* Passage for review:
%%
Water contamination is one of the most insidious factors in industrial applications. If the water content exceeds a certain level that the lubricating oil cannot accept, it may shorten the service of lubricating oil and damage machines gradually.
There are three forms of water: dissolved, emulsified and free.
Dissolved water is usually benign except in extreme cases that require exceptionally low moisture levels. This form of water generally enters the lubricant via humidity or a similar process. The lubricant simply absorbs the water up to the saturation point and does not exhibit any signs of water contamination such as clouding.
Emulsified water is the most damaging form of water contamination. It occurs when the amount of water is beyond the saturation point and has likely entered the lubricating stream. A mixing action in the equipment may have emulsified the water, or it may be a function of a lubricant additive. Regardless, the initial identifier of this type of water contamination is that the lubricant is usually cloudy. This cloudiness comes from the water becoming small droplets within the oil. Emulsified water is the most damaging because it is free flowing with all of the lubricant and will be in the load zone.
Free water is somewhat less damaging than emulsified water but is still problematic. Some lubricants will not hold water in suspension past the saturation point, so it falls to the bottom of the sump. Among the problems resulting from this type of contamination include allowing water to become part of the lubricating stream, impacting the lubricant’s ability to shed water (demulsibility) and letting it emulsify, initiating biological contamination that will further degrade the oil, and plugging the filter. There is also the possibility of a safety hazard if free water is allowed to continue to enter the sump and overflow it.
%%
(Entries from a collection)
%%
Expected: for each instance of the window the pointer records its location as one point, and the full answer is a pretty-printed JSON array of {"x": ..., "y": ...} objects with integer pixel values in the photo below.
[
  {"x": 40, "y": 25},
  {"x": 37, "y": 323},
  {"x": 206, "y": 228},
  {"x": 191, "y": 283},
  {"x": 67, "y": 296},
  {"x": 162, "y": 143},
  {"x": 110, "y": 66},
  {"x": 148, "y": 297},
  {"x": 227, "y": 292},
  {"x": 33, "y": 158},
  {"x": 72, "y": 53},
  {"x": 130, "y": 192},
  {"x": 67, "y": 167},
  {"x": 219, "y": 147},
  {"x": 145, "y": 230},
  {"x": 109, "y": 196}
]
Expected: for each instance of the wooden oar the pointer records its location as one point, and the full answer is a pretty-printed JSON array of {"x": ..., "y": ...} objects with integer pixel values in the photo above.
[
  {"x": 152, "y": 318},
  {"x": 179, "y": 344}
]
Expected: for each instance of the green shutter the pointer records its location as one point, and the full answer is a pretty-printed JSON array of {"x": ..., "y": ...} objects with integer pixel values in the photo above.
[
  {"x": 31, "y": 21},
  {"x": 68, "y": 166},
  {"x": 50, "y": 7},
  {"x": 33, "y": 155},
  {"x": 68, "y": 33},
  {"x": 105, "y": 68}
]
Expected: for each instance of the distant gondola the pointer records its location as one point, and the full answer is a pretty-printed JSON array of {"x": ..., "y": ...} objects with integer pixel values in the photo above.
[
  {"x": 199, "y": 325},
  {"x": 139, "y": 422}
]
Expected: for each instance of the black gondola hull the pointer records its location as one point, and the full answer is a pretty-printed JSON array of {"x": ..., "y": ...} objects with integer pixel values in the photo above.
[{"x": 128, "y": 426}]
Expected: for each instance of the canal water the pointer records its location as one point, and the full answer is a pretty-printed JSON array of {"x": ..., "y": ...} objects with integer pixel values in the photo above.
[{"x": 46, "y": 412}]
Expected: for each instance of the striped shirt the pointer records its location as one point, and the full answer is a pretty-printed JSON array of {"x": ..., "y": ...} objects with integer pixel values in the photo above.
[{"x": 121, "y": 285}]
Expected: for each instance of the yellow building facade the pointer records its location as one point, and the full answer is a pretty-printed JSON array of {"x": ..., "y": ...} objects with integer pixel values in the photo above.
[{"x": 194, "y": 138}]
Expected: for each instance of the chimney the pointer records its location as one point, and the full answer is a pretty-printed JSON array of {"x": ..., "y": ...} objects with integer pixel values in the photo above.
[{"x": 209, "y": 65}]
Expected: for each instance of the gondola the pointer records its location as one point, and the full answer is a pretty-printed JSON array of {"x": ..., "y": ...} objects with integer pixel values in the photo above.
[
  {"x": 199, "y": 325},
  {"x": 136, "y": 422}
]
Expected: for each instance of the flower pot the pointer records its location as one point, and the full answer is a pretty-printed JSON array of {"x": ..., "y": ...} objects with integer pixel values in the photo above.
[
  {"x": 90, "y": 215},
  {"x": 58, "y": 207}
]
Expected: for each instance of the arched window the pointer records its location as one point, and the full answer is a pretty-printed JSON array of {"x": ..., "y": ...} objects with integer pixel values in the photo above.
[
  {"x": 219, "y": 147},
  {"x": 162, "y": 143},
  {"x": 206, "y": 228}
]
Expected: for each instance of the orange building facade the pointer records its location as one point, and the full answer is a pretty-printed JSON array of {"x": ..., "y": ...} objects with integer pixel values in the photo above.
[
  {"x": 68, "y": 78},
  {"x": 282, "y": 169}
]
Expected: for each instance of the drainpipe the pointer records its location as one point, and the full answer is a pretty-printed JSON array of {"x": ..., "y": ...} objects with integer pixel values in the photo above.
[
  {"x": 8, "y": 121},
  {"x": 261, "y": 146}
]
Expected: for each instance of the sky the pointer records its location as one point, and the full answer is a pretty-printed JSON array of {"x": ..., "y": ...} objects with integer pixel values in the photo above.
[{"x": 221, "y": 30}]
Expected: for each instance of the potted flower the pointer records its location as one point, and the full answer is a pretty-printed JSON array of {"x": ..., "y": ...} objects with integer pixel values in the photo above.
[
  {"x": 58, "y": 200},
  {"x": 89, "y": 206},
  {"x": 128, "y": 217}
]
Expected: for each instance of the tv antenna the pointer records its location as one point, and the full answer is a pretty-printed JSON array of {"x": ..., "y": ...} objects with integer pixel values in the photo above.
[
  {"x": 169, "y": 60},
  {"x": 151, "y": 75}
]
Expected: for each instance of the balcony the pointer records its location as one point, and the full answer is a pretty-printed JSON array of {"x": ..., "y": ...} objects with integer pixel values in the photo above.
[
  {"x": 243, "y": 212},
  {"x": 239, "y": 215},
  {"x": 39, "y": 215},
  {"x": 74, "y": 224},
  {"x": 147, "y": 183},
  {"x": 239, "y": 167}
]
%%
* Task to carry out: Write the next part of the text on water contamination in lubricating oil, beginning after its closing sentence on free water. The listing is not needed for this work.

* Answer to this exercise:
With water contamination, there is just as much if not more damage to the lubricant as there is to the equipment. The main source of equipment degradation will be rust. Any time you have a degraded lubricant with water contamination, there is the possibility of rust on nearly any iron/steel surface. Rust is very hard (harder than steel) and creates abrasive particles in addition to the existing water problem.
Another problem with water contamination involves hydrogen embrittlement. In this phenomenon, water is cracked into oxygen and hydrogen, and the hydrogen is absorbed into metal surfaces. This creates a harder but more brittle surface that is unable to flex as needed for rolling elements to work properly. This results in cracking of the rolling surfaces and spalling.